§ **Task statement**
Once the line containing "Locate the element that corresponds to the ceiling vent." is located, give it again exactly, together with each line that follows it to the end of the entries, and add nothing else.

[Extracted data entries]
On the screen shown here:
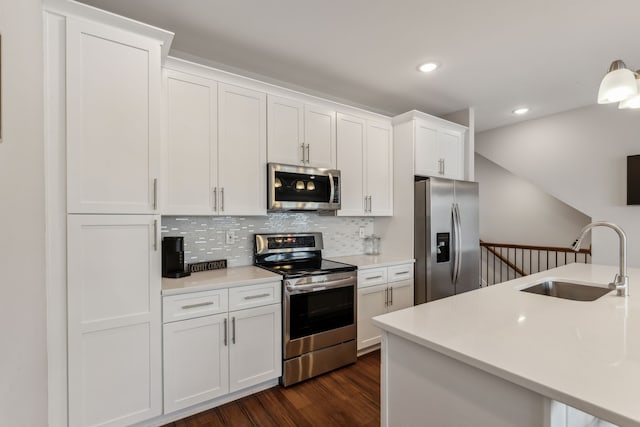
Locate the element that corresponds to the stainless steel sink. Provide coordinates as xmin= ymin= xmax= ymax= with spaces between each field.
xmin=520 ymin=280 xmax=611 ymax=301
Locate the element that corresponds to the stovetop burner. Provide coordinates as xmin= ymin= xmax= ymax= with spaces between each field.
xmin=254 ymin=232 xmax=356 ymax=278
xmin=257 ymin=258 xmax=356 ymax=279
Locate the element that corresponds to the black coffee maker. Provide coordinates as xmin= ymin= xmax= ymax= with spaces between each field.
xmin=162 ymin=236 xmax=191 ymax=278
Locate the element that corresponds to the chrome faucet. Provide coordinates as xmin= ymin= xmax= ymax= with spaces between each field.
xmin=571 ymin=221 xmax=629 ymax=297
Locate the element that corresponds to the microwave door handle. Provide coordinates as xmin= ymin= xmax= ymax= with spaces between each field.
xmin=328 ymin=172 xmax=335 ymax=205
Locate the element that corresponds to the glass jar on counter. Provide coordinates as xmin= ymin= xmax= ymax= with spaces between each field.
xmin=364 ymin=234 xmax=381 ymax=255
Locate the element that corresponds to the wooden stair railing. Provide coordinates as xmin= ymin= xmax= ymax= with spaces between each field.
xmin=479 ymin=240 xmax=592 ymax=286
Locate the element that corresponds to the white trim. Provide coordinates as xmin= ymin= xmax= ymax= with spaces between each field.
xmin=392 ymin=109 xmax=469 ymax=131
xmin=43 ymin=9 xmax=69 ymax=427
xmin=131 ymin=379 xmax=278 ymax=427
xmin=165 ymin=55 xmax=393 ymax=124
xmin=43 ymin=0 xmax=174 ymax=63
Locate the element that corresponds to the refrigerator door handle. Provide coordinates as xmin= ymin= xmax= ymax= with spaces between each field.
xmin=452 ymin=203 xmax=462 ymax=286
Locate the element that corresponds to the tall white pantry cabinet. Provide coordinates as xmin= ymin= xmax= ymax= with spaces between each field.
xmin=44 ymin=2 xmax=173 ymax=426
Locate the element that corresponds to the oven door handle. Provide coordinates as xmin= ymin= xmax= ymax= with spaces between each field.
xmin=286 ymin=277 xmax=355 ymax=293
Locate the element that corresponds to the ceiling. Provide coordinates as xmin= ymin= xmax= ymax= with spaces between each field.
xmin=76 ymin=0 xmax=640 ymax=131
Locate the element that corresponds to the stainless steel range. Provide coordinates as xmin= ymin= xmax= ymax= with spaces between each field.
xmin=254 ymin=232 xmax=357 ymax=387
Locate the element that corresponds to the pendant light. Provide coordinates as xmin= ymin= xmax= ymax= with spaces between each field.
xmin=597 ymin=60 xmax=638 ymax=104
xmin=618 ymin=71 xmax=640 ymax=109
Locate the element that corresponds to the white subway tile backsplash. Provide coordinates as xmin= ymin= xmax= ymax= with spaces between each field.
xmin=161 ymin=213 xmax=373 ymax=267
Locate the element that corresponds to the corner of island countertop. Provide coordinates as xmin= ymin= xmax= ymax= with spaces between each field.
xmin=371 ymin=263 xmax=640 ymax=427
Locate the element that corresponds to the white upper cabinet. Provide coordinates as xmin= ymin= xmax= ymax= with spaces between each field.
xmin=218 ymin=83 xmax=267 ymax=216
xmin=163 ymin=70 xmax=217 ymax=215
xmin=365 ymin=120 xmax=393 ymax=216
xmin=267 ymin=95 xmax=336 ymax=168
xmin=304 ymin=104 xmax=336 ymax=168
xmin=66 ymin=18 xmax=161 ymax=214
xmin=413 ymin=116 xmax=465 ymax=180
xmin=267 ymin=95 xmax=304 ymax=166
xmin=162 ymin=70 xmax=267 ymax=216
xmin=337 ymin=113 xmax=393 ymax=216
xmin=337 ymin=113 xmax=366 ymax=216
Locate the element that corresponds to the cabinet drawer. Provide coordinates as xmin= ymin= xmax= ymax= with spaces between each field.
xmin=388 ymin=264 xmax=414 ymax=283
xmin=163 ymin=289 xmax=228 ymax=323
xmin=229 ymin=281 xmax=281 ymax=311
xmin=358 ymin=268 xmax=387 ymax=288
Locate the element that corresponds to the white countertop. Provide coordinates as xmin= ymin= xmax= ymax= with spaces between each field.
xmin=328 ymin=254 xmax=415 ymax=269
xmin=372 ymin=263 xmax=640 ymax=427
xmin=162 ymin=265 xmax=281 ymax=295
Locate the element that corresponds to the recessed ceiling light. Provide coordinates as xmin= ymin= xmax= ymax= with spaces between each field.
xmin=512 ymin=107 xmax=530 ymax=115
xmin=418 ymin=62 xmax=439 ymax=73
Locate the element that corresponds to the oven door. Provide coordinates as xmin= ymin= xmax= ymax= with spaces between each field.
xmin=268 ymin=163 xmax=340 ymax=211
xmin=283 ymin=272 xmax=356 ymax=359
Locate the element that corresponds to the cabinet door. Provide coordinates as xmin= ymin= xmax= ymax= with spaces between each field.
xmin=267 ymin=95 xmax=304 ymax=165
xmin=440 ymin=129 xmax=464 ymax=180
xmin=229 ymin=304 xmax=282 ymax=392
xmin=357 ymin=284 xmax=387 ymax=351
xmin=337 ymin=113 xmax=366 ymax=216
xmin=414 ymin=119 xmax=441 ymax=177
xmin=163 ymin=70 xmax=218 ymax=215
xmin=388 ymin=279 xmax=414 ymax=312
xmin=218 ymin=83 xmax=267 ymax=216
xmin=67 ymin=215 xmax=161 ymax=427
xmin=66 ymin=19 xmax=161 ymax=214
xmin=305 ymin=104 xmax=336 ymax=168
xmin=163 ymin=313 xmax=230 ymax=412
xmin=366 ymin=121 xmax=393 ymax=216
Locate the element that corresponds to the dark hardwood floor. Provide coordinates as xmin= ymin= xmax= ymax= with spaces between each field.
xmin=164 ymin=351 xmax=381 ymax=427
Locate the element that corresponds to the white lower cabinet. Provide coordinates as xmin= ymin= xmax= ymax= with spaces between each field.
xmin=357 ymin=264 xmax=414 ymax=352
xmin=67 ymin=214 xmax=162 ymax=427
xmin=229 ymin=304 xmax=281 ymax=392
xmin=163 ymin=313 xmax=230 ymax=413
xmin=162 ymin=282 xmax=281 ymax=413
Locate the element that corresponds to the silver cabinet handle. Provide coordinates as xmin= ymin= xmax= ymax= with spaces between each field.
xmin=153 ymin=220 xmax=158 ymax=251
xmin=385 ymin=287 xmax=389 ymax=307
xmin=394 ymin=271 xmax=409 ymax=275
xmin=153 ymin=178 xmax=158 ymax=210
xmin=369 ymin=195 xmax=372 ymax=213
xmin=306 ymin=144 xmax=310 ymax=164
xmin=231 ymin=317 xmax=236 ymax=344
xmin=221 ymin=187 xmax=225 ymax=212
xmin=301 ymin=143 xmax=306 ymax=163
xmin=364 ymin=196 xmax=368 ymax=212
xmin=181 ymin=301 xmax=214 ymax=310
xmin=213 ymin=187 xmax=217 ymax=211
xmin=366 ymin=275 xmax=383 ymax=280
xmin=442 ymin=158 xmax=446 ymax=175
xmin=390 ymin=286 xmax=393 ymax=306
xmin=244 ymin=293 xmax=270 ymax=300
xmin=223 ymin=318 xmax=228 ymax=346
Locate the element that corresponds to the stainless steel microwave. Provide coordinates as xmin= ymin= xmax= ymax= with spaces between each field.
xmin=267 ymin=163 xmax=341 ymax=211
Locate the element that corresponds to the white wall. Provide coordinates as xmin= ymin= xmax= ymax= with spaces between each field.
xmin=476 ymin=104 xmax=640 ymax=268
xmin=475 ymin=153 xmax=591 ymax=247
xmin=0 ymin=0 xmax=48 ymax=426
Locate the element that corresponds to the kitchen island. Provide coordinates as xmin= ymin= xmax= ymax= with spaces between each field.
xmin=372 ymin=263 xmax=640 ymax=427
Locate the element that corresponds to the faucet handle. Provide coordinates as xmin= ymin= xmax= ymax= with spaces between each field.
xmin=608 ymin=274 xmax=629 ymax=296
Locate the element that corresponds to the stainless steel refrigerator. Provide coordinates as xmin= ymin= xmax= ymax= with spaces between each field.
xmin=415 ymin=177 xmax=480 ymax=304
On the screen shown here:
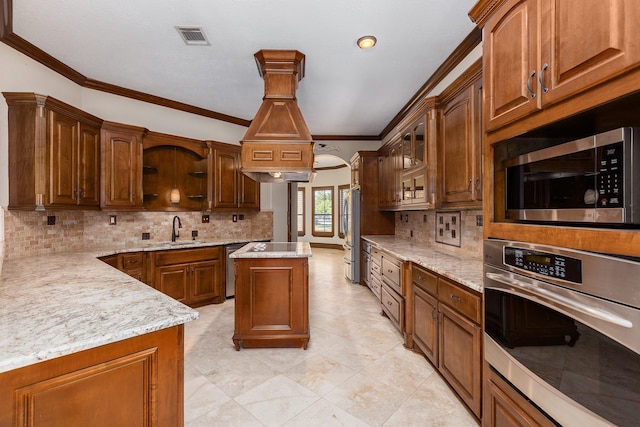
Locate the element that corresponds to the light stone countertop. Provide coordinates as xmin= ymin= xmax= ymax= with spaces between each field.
xmin=0 ymin=244 xmax=203 ymax=374
xmin=362 ymin=235 xmax=483 ymax=293
xmin=230 ymin=241 xmax=312 ymax=259
xmin=90 ymin=238 xmax=268 ymax=258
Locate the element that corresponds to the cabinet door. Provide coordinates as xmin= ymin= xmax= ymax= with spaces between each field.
xmin=483 ymin=0 xmax=540 ymax=130
xmin=412 ymin=284 xmax=438 ymax=366
xmin=540 ymin=0 xmax=640 ymax=106
xmin=440 ymin=86 xmax=475 ymax=205
xmin=155 ymin=264 xmax=189 ymax=303
xmin=439 ymin=303 xmax=482 ymax=418
xmin=238 ymin=172 xmax=260 ymax=209
xmin=48 ymin=110 xmax=78 ymax=206
xmin=101 ymin=126 xmax=143 ymax=209
xmin=77 ymin=123 xmax=101 ymax=206
xmin=190 ymin=259 xmax=223 ymax=305
xmin=213 ymin=148 xmax=238 ymax=209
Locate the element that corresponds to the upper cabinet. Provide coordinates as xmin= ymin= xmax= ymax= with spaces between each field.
xmin=209 ymin=142 xmax=260 ymax=211
xmin=438 ymin=62 xmax=483 ymax=208
xmin=100 ymin=121 xmax=146 ymax=210
xmin=4 ymin=93 xmax=102 ymax=210
xmin=483 ymin=0 xmax=640 ymax=132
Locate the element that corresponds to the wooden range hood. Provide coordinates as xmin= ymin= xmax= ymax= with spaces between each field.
xmin=240 ymin=50 xmax=316 ymax=183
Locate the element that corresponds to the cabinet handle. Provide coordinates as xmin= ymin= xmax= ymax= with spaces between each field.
xmin=475 ymin=177 xmax=480 ymax=192
xmin=127 ymin=259 xmax=137 ymax=264
xmin=450 ymin=294 xmax=461 ymax=303
xmin=387 ymin=301 xmax=393 ymax=306
xmin=539 ymin=63 xmax=549 ymax=93
xmin=468 ymin=179 xmax=472 ymax=192
xmin=526 ymin=70 xmax=536 ymax=98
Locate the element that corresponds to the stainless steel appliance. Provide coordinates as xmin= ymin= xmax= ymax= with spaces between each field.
xmin=343 ymin=189 xmax=360 ymax=282
xmin=225 ymin=242 xmax=248 ymax=298
xmin=505 ymin=127 xmax=640 ymax=224
xmin=484 ymin=239 xmax=640 ymax=426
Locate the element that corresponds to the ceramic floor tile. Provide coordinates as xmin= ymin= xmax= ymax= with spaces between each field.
xmin=183 ymin=248 xmax=479 ymax=426
xmin=234 ymin=375 xmax=320 ymax=426
xmin=283 ymin=398 xmax=370 ymax=427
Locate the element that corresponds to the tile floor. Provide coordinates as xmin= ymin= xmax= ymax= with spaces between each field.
xmin=184 ymin=248 xmax=479 ymax=426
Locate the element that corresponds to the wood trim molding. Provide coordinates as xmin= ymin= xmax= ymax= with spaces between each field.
xmin=313 ymin=134 xmax=380 ymax=141
xmin=315 ymin=164 xmax=348 ymax=171
xmin=0 ymin=0 xmax=12 ymax=38
xmin=379 ymin=27 xmax=482 ymax=139
xmin=437 ymin=58 xmax=482 ymax=104
xmin=468 ymin=0 xmax=506 ymax=28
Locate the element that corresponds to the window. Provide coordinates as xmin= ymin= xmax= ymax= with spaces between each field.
xmin=297 ymin=187 xmax=305 ymax=236
xmin=338 ymin=184 xmax=350 ymax=238
xmin=312 ymin=186 xmax=334 ymax=237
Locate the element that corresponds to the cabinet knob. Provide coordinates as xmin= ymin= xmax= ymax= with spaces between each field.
xmin=526 ymin=70 xmax=537 ymax=98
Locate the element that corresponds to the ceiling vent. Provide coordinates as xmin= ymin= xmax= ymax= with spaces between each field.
xmin=175 ymin=26 xmax=210 ymax=45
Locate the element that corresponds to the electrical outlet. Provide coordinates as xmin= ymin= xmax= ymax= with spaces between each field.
xmin=141 ymin=232 xmax=150 ymax=240
xmin=202 ymin=215 xmax=210 ymax=223
xmin=239 ymin=214 xmax=244 ymax=220
xmin=232 ymin=214 xmax=238 ymax=222
xmin=47 ymin=215 xmax=56 ymax=225
xmin=109 ymin=215 xmax=117 ymax=225
xmin=410 ymin=230 xmax=413 ymax=238
xmin=476 ymin=215 xmax=483 ymax=226
xmin=192 ymin=230 xmax=198 ymax=239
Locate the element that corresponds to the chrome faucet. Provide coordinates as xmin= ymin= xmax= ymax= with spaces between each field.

§ **Task output**
Locate the element that corresponds to the ceiling vent. Provide coordinates as xmin= ymin= xmax= ymax= with spaces between each field.
xmin=175 ymin=26 xmax=210 ymax=45
Locate the element that corresponds to the electrical outlet. Provide coordinates as xmin= ymin= xmax= ymax= with spaces between each field.
xmin=141 ymin=232 xmax=150 ymax=240
xmin=202 ymin=215 xmax=210 ymax=223
xmin=239 ymin=214 xmax=244 ymax=220
xmin=232 ymin=214 xmax=238 ymax=222
xmin=47 ymin=215 xmax=56 ymax=225
xmin=109 ymin=215 xmax=117 ymax=225
xmin=410 ymin=230 xmax=413 ymax=238
xmin=476 ymin=215 xmax=483 ymax=226
xmin=192 ymin=230 xmax=198 ymax=239
Locate the element that corresponds to the chrome faucet. Provide coordinates as xmin= ymin= xmax= ymax= with spaces between each field.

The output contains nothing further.